**PASSAGE SHOWN:**

"""

We spoke with Tarek Hopman, project lead at HVC/WNW, and asked him about the opportunities and challenges involved in realizing a sustainable future for the Dutch greenhouse horticulture sector.

Can you explain in simple terms what HVC does?

HVC is building and drilling the geothermal sources, while WNW is building the correspondent  heat network that will connect to greenhouse farmers. The aim is to reduce the amount of gas used by these farmers. We execute geothermal projects where we extract heat from 2-3 kilometers underground and then put it back into the ground in the form of saltwater. With this heat, we supply a district heating network that heats homes, buildings, and greenhouses.

How did you end up at HVC?

HVC was my client in my previous job. I have always been interested in sustainability and the world around me, which I suppose I got from my family. What excites me the most is the uncertainty and confusion surrounding the energy transition, which is why I believe I can make a significant impact.

I find HVC's ambition beautiful. As a semi-public waste company, they first generated electricity from waste. They then believed they had a role to play in the transition to a circular world without waste, and geothermal energy was their solution.

"""

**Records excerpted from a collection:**
"""

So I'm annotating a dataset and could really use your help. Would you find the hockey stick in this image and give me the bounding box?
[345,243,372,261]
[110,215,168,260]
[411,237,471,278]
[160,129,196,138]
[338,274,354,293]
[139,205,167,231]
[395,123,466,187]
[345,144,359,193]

"""

**YOUR GOAL:**
Decide whether each statement agrees with the interview about HVC, answering yes or no and quoting the words from the interview that settle it: 1. HVC extracts heat from 2-3 kilometers underground. 2. WNW drills the geothermal sources. 3. HVC first generated electricity from waste. The listing is separate material and has no connection to the interview about HVC.

**EXERCISE RESULT:**
1. Yes: "we extract heat from 2-3 kilometers underground"
2. No: "HVC is building and drilling the geothermal sources"
3. Yes: "they first generated electricity from waste"